● Action item: Please state how many lines in the records below contain the word "pink", giving only the number.

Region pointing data
'''

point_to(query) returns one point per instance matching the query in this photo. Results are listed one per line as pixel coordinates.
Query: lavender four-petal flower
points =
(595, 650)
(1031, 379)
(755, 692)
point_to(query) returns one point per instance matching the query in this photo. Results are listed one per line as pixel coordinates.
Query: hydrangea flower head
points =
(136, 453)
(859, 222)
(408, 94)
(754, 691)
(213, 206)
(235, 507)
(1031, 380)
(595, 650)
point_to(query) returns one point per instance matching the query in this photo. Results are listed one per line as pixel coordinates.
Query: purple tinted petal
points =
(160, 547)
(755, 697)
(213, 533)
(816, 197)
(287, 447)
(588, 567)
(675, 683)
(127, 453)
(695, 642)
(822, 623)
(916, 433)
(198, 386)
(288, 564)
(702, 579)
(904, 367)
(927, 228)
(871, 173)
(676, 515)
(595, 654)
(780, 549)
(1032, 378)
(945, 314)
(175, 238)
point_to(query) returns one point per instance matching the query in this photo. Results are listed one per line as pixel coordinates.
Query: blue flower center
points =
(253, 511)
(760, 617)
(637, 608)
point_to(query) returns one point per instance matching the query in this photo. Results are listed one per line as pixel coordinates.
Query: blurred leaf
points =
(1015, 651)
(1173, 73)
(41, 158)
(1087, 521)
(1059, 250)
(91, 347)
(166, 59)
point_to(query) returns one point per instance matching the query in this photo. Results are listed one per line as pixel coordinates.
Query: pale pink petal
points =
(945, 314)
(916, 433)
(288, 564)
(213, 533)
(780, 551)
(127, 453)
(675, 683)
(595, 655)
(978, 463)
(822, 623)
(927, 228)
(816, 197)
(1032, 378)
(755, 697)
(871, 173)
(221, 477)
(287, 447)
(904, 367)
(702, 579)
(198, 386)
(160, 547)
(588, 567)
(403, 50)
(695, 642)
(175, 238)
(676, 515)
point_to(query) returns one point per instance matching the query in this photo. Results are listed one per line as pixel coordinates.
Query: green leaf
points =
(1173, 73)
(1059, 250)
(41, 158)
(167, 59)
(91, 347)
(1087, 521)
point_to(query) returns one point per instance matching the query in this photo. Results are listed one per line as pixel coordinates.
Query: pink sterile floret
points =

'''

● Output for this exercise: 2